-- EXERCISE --
Please copy the records below word for word, leaving out the pictures.

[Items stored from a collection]
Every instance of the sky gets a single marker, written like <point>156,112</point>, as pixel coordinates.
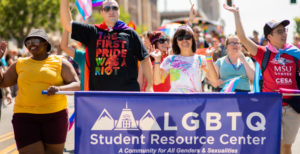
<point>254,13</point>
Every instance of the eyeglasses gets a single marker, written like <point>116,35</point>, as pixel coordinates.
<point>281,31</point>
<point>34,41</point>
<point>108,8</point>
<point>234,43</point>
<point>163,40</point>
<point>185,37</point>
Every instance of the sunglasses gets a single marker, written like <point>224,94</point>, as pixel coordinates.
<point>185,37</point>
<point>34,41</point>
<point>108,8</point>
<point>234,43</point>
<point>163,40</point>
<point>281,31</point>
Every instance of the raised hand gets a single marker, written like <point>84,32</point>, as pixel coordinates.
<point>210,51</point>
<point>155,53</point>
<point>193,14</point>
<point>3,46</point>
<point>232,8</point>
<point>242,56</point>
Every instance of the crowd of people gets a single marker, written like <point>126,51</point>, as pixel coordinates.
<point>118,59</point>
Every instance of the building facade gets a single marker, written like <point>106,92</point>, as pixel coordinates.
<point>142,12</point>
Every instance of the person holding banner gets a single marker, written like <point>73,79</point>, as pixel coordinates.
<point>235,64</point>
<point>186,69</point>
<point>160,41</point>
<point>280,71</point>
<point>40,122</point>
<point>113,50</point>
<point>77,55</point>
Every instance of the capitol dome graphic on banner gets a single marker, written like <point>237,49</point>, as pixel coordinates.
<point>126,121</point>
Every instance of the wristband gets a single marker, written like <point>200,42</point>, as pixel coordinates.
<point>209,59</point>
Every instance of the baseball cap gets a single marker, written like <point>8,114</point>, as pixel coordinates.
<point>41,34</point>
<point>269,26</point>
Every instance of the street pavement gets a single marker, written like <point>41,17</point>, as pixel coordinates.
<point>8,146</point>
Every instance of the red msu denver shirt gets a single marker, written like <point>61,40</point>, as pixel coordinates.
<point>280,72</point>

-- RESULT OF THE TASK --
Every instance of the sky gets a single marker, written like <point>156,112</point>, as pixel coordinates.
<point>254,13</point>
Every instance of the eyeglasses gets a single marker, written like <point>116,35</point>, as pixel coordinates.
<point>281,31</point>
<point>34,41</point>
<point>108,8</point>
<point>234,43</point>
<point>163,40</point>
<point>185,37</point>
Every instance of the sunglasses gets a single marker, written like <point>224,94</point>, as pixel coordinates.
<point>185,37</point>
<point>34,41</point>
<point>108,8</point>
<point>234,43</point>
<point>163,40</point>
<point>281,31</point>
Every instance of the raised hand gets a single marker, written like <point>84,32</point>, as pixel coordinates.
<point>210,51</point>
<point>155,53</point>
<point>193,14</point>
<point>3,46</point>
<point>232,8</point>
<point>242,56</point>
Every instance of the crowd of people gets a single marker, written like <point>126,51</point>, as pixel coordinates.
<point>118,59</point>
Every instance of the building facade gets a single marker, written like <point>106,92</point>, as pixel coordinates.
<point>142,12</point>
Every instance of the person holding banner gets a single marker, written like <point>73,79</point>, as pixel coordinates.
<point>235,64</point>
<point>186,69</point>
<point>160,41</point>
<point>280,71</point>
<point>40,122</point>
<point>113,50</point>
<point>77,55</point>
Every instance of the capitol dome graphic on banner gets a single marker, written like <point>237,49</point>, as pixel coordinates.
<point>126,121</point>
Every instance of the wristband gets a single marker, written like <point>200,42</point>, as pixel coordinates.
<point>209,59</point>
Every instance of the baseball cap gets a single marker, written like <point>8,114</point>, as pixel coordinates.
<point>41,34</point>
<point>269,26</point>
Every instance of the street pavement gets a single marker, written like <point>41,17</point>, as pixel coordinates.
<point>8,146</point>
Every instance of the red msu denver shirt gets a single marker, written like <point>61,40</point>, as pixel coordinates.
<point>280,72</point>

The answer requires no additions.